▶ _Extrait fourni_:

Comme, dans ce livre, j’ai traité de l’élocution, C. Hérennius ; que lorsqu’il m’a fallu des exemples, j’en ai composé, et qu’en cela je me suis écarté de la coutume adoptée par les Grecs qui ont écrit sur ce sujet, je ne puis me dispenser de vous en donner en quelques mots la raison. Une preuve que c’est par nécessité que je l’ai fait, et non pas par amour-propre, c’est que dans les livres précédents vous ne trouvez ni préambules ni digressions. Ici, j’entrerai dans le peu de détails qui me sont indispensables, après quoi j’achèverai l’exposition des règles de l’art, en reprenant le plan que je me suis proposé. Mais vous comprendrez mieux mon opinion, si je vous fais connaître d’abord celle des rhéteurs grecs.

(Données d'annotation de points sur photos)
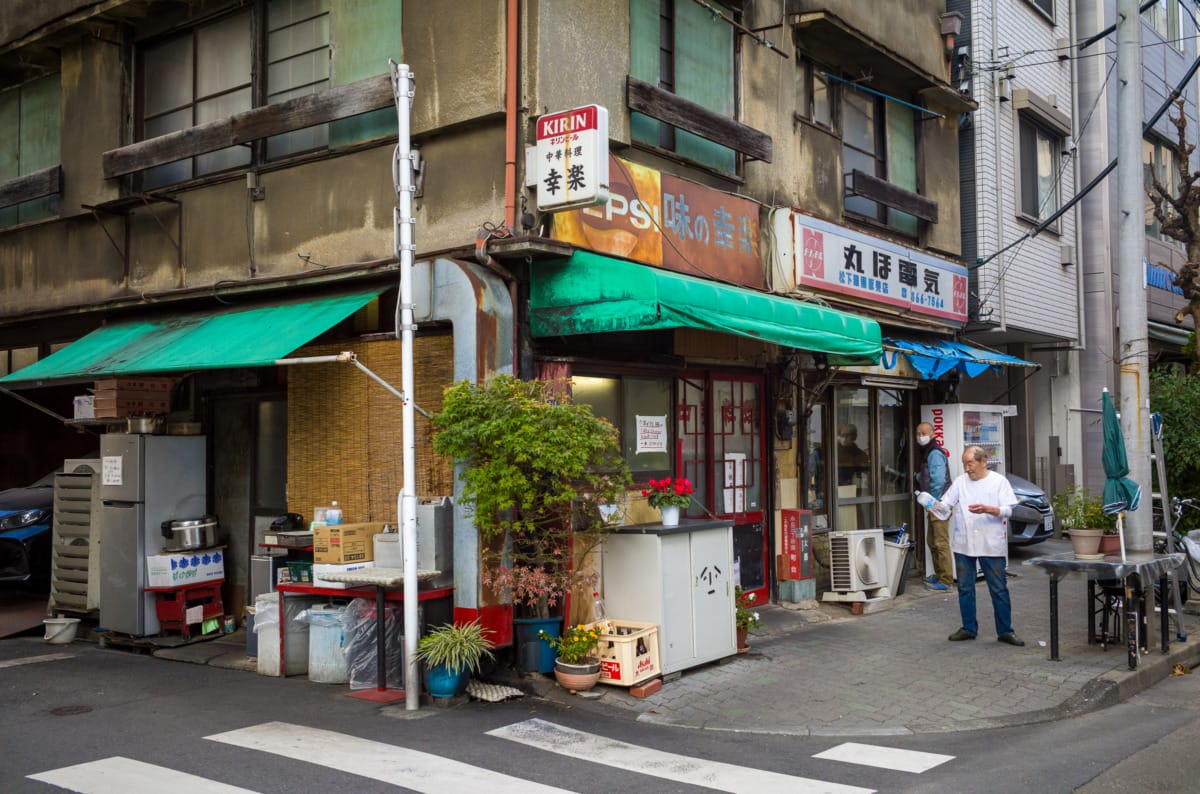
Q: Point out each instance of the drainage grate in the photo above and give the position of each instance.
(70, 710)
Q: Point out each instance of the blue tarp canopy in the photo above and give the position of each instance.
(934, 359)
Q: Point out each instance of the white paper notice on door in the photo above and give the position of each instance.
(652, 434)
(735, 493)
(111, 470)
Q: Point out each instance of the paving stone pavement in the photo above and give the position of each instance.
(825, 672)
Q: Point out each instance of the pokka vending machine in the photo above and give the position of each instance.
(961, 425)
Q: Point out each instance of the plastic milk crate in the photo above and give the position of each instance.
(628, 651)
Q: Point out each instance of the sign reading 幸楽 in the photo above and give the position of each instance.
(573, 158)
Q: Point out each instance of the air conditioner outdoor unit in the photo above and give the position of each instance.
(856, 560)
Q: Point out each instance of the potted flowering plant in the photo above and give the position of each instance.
(534, 469)
(576, 668)
(745, 618)
(669, 495)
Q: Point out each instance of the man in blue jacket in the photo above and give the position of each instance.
(934, 475)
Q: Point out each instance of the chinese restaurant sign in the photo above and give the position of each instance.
(838, 259)
(657, 218)
(573, 158)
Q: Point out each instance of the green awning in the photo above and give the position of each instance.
(215, 340)
(589, 293)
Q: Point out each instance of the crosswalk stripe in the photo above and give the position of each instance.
(35, 660)
(684, 769)
(894, 758)
(412, 769)
(118, 775)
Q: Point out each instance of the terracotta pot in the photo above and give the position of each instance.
(1110, 545)
(1085, 542)
(576, 678)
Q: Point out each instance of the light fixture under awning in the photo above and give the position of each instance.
(215, 340)
(934, 359)
(589, 293)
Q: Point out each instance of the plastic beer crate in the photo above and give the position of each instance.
(628, 651)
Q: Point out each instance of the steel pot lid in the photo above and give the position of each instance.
(190, 523)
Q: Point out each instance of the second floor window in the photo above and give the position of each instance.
(683, 48)
(30, 140)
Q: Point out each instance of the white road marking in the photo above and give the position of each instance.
(412, 769)
(118, 775)
(684, 769)
(35, 660)
(903, 761)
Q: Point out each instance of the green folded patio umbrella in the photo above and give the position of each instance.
(1120, 492)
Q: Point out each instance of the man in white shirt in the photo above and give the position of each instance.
(981, 536)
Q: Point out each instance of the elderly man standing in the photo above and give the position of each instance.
(981, 536)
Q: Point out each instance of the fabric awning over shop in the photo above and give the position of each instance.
(215, 340)
(936, 358)
(589, 293)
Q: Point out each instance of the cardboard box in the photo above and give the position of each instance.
(84, 408)
(185, 567)
(105, 407)
(341, 543)
(319, 570)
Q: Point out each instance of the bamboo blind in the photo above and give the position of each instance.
(345, 431)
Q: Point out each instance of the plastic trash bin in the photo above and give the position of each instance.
(897, 559)
(327, 645)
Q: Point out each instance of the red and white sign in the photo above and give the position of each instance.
(825, 256)
(573, 158)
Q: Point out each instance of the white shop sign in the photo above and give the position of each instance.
(573, 158)
(825, 256)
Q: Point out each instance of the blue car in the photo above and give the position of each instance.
(25, 533)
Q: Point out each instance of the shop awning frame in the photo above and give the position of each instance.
(589, 293)
(231, 337)
(934, 359)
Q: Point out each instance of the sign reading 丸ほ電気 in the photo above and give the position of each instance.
(573, 158)
(838, 259)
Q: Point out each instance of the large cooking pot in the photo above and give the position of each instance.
(185, 534)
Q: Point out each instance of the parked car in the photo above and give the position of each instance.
(25, 533)
(1032, 519)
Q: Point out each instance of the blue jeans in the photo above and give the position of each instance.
(997, 585)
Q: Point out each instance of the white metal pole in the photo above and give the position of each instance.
(1132, 352)
(403, 224)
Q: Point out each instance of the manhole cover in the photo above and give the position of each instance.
(69, 710)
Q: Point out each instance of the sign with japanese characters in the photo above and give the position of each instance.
(660, 220)
(833, 258)
(573, 158)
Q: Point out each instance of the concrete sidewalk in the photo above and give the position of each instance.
(823, 672)
(826, 672)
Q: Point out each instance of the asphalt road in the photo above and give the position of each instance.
(238, 729)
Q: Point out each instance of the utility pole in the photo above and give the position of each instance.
(1132, 352)
(403, 223)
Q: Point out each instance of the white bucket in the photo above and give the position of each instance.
(60, 631)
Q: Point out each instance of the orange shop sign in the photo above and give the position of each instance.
(658, 218)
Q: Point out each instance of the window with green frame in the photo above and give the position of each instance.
(30, 140)
(683, 48)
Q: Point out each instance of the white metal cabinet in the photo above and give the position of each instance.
(681, 578)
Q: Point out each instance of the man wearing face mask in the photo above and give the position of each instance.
(934, 475)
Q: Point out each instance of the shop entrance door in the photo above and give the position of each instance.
(720, 449)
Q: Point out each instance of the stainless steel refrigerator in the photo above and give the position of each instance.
(145, 480)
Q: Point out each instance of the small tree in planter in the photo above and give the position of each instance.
(535, 471)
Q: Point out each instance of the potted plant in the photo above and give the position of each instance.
(745, 618)
(670, 497)
(535, 469)
(1084, 518)
(451, 654)
(576, 668)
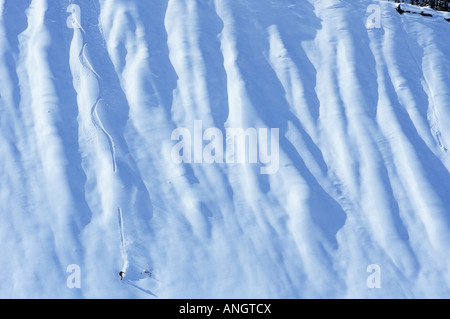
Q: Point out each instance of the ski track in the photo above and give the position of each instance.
(86, 116)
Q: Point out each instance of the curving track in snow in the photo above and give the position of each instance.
(86, 176)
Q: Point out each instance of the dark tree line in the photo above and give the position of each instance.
(442, 5)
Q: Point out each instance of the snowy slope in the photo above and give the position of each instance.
(87, 109)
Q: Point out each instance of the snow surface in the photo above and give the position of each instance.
(86, 177)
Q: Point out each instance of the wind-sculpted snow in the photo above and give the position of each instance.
(91, 92)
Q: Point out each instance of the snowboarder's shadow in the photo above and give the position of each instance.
(141, 289)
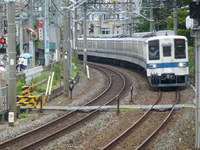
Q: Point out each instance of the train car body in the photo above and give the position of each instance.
(165, 58)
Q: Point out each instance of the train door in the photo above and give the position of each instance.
(167, 61)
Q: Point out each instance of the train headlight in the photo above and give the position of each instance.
(152, 66)
(182, 64)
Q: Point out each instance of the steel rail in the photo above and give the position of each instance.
(143, 144)
(127, 131)
(59, 132)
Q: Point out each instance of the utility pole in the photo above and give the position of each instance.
(66, 48)
(151, 18)
(195, 15)
(57, 33)
(12, 62)
(175, 18)
(85, 39)
(31, 42)
(21, 31)
(197, 77)
(46, 33)
(75, 33)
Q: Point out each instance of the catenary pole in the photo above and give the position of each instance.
(75, 33)
(46, 33)
(66, 48)
(21, 31)
(85, 39)
(175, 18)
(12, 62)
(197, 77)
(31, 42)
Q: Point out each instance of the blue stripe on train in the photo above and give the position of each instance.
(158, 65)
(167, 65)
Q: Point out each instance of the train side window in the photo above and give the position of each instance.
(154, 53)
(166, 51)
(180, 52)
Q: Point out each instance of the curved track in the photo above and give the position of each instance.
(139, 123)
(72, 120)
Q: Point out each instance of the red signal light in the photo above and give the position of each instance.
(2, 40)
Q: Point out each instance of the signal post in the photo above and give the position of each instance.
(195, 26)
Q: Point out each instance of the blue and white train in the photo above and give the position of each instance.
(164, 57)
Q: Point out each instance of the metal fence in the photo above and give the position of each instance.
(3, 102)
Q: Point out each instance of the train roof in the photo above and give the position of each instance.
(143, 36)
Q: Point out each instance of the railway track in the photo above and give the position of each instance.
(73, 120)
(139, 126)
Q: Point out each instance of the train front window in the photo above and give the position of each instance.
(154, 53)
(179, 45)
(166, 51)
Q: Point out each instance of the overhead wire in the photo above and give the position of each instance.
(56, 7)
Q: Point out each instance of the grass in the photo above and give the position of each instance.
(23, 115)
(191, 54)
(57, 68)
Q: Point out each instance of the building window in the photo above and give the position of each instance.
(105, 31)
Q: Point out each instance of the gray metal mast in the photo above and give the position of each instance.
(46, 32)
(85, 38)
(31, 42)
(175, 18)
(12, 58)
(57, 33)
(197, 57)
(21, 31)
(75, 33)
(66, 47)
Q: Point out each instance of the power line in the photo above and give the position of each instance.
(56, 7)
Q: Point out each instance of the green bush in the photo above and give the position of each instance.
(191, 59)
(20, 83)
(23, 115)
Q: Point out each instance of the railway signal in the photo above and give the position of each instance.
(2, 45)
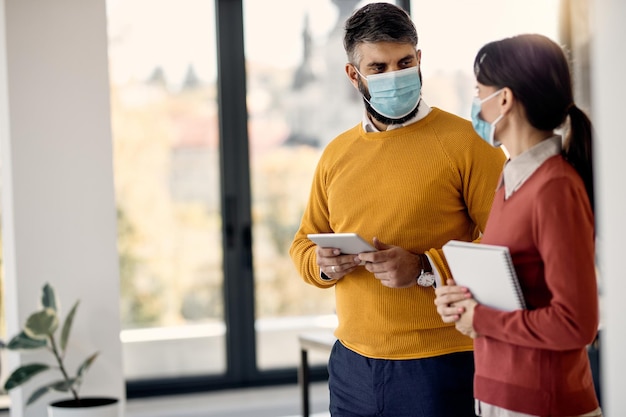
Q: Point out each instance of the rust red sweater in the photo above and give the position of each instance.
(535, 361)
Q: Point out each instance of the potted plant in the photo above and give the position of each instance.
(41, 332)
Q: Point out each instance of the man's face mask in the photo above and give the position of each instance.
(394, 94)
(485, 130)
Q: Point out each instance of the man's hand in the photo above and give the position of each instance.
(394, 266)
(335, 265)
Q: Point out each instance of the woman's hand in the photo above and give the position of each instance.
(446, 298)
(456, 305)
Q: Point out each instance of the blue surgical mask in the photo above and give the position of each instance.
(394, 94)
(484, 129)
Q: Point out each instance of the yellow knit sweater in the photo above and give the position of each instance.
(416, 187)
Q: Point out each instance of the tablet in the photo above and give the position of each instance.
(348, 243)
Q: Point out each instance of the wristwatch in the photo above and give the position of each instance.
(426, 278)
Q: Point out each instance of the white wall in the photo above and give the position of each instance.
(58, 211)
(608, 93)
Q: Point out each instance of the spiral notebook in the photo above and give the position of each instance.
(487, 270)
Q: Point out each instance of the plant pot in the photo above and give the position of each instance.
(85, 407)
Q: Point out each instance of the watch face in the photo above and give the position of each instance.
(426, 279)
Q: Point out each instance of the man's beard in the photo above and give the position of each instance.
(379, 117)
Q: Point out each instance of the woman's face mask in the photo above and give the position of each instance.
(484, 129)
(394, 94)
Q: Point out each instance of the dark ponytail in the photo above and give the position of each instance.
(578, 148)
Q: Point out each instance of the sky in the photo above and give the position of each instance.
(175, 33)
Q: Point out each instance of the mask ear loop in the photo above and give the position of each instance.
(357, 89)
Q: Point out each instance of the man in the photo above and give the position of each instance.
(409, 178)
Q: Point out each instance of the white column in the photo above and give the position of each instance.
(608, 65)
(58, 208)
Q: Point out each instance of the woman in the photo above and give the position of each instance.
(534, 362)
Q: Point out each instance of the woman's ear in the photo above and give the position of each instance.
(507, 99)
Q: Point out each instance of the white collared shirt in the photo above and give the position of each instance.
(422, 111)
(518, 170)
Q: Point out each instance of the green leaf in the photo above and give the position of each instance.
(23, 341)
(23, 374)
(48, 299)
(83, 368)
(39, 392)
(67, 325)
(42, 324)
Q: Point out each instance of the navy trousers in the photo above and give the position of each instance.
(433, 387)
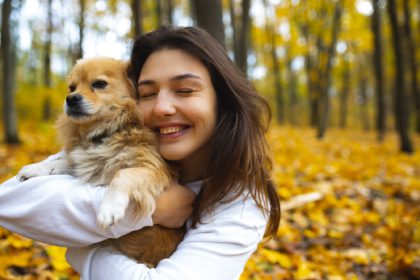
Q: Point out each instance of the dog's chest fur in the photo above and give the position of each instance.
(96, 160)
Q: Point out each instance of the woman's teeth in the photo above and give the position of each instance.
(169, 130)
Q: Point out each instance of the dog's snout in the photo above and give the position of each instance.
(73, 100)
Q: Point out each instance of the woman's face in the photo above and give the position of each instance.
(179, 103)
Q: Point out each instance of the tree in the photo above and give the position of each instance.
(325, 80)
(278, 89)
(8, 51)
(137, 11)
(82, 4)
(378, 69)
(241, 33)
(209, 16)
(411, 58)
(164, 11)
(345, 90)
(46, 110)
(400, 94)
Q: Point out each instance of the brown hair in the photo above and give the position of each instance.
(239, 160)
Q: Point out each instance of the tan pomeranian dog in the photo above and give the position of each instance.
(106, 144)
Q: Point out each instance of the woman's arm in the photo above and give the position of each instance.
(60, 210)
(216, 249)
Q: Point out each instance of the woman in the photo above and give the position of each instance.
(210, 122)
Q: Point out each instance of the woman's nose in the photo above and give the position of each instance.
(165, 105)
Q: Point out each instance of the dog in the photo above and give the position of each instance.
(106, 144)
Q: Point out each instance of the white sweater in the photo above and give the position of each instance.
(60, 210)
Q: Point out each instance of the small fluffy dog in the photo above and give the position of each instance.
(106, 144)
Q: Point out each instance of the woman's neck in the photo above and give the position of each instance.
(193, 168)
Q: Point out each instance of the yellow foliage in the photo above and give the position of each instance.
(366, 224)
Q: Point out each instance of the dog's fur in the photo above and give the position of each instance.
(106, 144)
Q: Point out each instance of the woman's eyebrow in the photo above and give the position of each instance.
(176, 78)
(145, 82)
(185, 76)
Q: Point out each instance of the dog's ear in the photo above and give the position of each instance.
(133, 90)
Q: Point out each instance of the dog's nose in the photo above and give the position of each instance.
(73, 99)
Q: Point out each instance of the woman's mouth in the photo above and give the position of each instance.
(172, 131)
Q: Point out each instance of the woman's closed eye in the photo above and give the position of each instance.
(147, 94)
(184, 90)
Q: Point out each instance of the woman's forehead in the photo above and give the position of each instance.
(168, 63)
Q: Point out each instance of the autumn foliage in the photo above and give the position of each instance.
(363, 226)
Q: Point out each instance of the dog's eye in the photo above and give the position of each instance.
(72, 88)
(99, 84)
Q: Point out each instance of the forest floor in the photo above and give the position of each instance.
(361, 221)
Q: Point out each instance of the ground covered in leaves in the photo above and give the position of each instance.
(362, 225)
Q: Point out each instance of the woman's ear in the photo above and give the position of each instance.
(133, 89)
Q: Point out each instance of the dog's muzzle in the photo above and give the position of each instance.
(75, 105)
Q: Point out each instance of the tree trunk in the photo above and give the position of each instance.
(209, 17)
(165, 11)
(325, 84)
(137, 12)
(292, 89)
(364, 109)
(243, 37)
(400, 95)
(8, 72)
(379, 71)
(278, 89)
(411, 58)
(344, 96)
(82, 4)
(234, 27)
(46, 108)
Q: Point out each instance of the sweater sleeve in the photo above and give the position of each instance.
(59, 210)
(217, 249)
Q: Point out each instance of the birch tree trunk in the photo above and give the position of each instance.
(379, 71)
(400, 94)
(209, 17)
(8, 73)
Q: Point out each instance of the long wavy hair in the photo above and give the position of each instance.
(239, 161)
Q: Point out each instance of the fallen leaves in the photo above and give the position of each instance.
(350, 210)
(366, 224)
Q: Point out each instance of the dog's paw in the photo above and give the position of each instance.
(112, 208)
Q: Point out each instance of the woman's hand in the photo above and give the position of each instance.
(173, 206)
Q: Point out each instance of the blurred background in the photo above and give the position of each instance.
(341, 78)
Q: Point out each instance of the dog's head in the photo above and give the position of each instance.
(97, 88)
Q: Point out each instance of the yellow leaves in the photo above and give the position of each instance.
(366, 223)
(58, 259)
(275, 257)
(18, 242)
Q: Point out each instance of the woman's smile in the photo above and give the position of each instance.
(171, 131)
(178, 102)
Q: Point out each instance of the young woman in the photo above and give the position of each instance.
(210, 122)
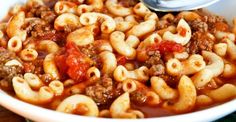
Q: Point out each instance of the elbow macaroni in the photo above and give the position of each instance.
(113, 58)
(121, 73)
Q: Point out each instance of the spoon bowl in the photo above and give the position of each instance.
(177, 5)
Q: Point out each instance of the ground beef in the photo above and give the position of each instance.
(8, 72)
(139, 96)
(198, 25)
(200, 41)
(156, 70)
(155, 58)
(35, 67)
(103, 92)
(89, 50)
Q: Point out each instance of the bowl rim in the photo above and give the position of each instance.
(37, 113)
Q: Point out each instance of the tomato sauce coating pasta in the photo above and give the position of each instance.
(116, 58)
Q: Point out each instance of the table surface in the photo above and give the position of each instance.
(7, 116)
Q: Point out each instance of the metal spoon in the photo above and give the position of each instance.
(177, 5)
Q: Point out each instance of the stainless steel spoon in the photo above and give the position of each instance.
(177, 5)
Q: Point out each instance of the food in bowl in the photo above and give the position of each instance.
(116, 59)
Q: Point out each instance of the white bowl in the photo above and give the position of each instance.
(225, 8)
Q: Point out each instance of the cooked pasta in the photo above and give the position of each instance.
(116, 58)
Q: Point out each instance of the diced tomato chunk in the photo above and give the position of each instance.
(73, 63)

▶ _Consigne donnée A_:
Répondez aux questions suivantes sur l'extrait, en marquant chaque réponse comme la question correspondante.
(i) À qui l'auteur s'adresse-t-il ?
(ii) Qu'est-ce que le lecteur ne trouve pas dans les livres précédents ?
(iii) Quelle opinion l'auteur veut-il faire connaître d'abord ?
▶ _Consigne donnée B_: Repérez dans les enregistrements chaque ligne qui contient le mot "railway", puis recopiez-la.
Ces enregistrements n'ont aucun lien avec l'extrait.

▶ _Résultat A_:
(i) À C. Hérennius.
(ii) Ni préambules ni digressions.
(iii) Celle des rhéteurs grecs.

▶ _Résultat B_:
Q: Point out each instance of the railway track in the photo above and give the position of each instance.
Q: Point out each instance of the railway signal in the photo above and give the position of each instance.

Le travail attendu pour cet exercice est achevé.